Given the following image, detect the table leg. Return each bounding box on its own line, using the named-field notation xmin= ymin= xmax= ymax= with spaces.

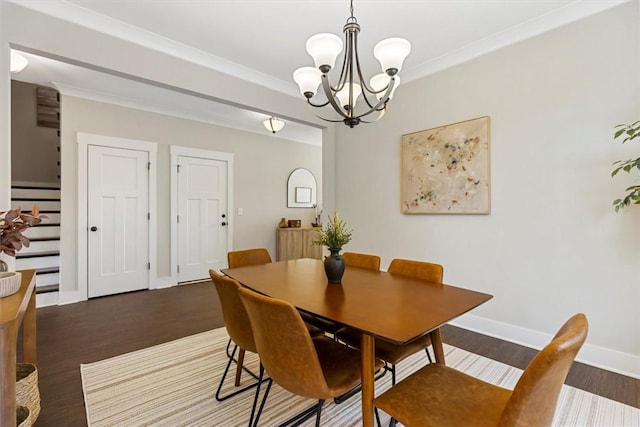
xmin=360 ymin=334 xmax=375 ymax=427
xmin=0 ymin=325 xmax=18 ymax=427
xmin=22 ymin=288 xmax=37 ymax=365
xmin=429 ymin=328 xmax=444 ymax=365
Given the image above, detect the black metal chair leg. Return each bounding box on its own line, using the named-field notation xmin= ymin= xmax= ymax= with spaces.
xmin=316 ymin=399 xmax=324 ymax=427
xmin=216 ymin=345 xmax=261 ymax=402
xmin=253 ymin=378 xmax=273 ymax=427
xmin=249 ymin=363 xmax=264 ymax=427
□ □ □ □
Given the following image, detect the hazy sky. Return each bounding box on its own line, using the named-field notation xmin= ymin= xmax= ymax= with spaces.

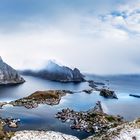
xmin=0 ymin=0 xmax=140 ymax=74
□ □ □ □
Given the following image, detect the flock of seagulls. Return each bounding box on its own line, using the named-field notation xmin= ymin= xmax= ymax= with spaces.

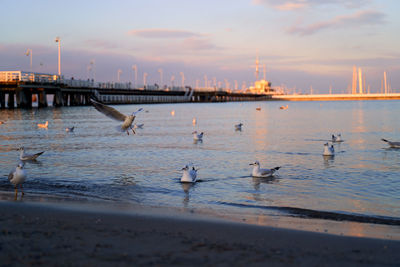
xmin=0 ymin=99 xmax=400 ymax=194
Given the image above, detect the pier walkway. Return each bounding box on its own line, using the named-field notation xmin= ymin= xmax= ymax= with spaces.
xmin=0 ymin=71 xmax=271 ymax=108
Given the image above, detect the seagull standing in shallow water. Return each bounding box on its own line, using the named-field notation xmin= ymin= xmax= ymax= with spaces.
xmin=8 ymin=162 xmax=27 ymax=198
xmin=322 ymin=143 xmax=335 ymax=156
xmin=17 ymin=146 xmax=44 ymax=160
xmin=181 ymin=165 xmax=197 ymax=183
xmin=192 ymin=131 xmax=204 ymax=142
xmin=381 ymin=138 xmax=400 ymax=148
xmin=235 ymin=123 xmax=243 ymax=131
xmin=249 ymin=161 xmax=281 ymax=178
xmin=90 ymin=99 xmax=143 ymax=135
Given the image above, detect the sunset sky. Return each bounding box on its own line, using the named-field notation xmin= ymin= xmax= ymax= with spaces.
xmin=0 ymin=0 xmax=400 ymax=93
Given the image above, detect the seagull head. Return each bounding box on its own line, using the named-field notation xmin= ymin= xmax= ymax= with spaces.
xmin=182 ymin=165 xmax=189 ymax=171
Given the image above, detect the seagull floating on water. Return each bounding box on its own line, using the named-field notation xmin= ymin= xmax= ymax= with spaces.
□ □ □ □
**Written task:** Please rewrite the lines from the one containing "Given the following image, detect the hazy" through the one containing "xmin=0 ymin=0 xmax=140 ymax=74", inclusive, changing "hazy sky" to "overcast sky" and keeping everything else the same. Omit the picture from your version.

**Solution:**
Given the following image, detect the overcast sky. Return each bounding box on its own line, using the named-field notation xmin= ymin= xmax= ymax= with spaces.

xmin=0 ymin=0 xmax=140 ymax=74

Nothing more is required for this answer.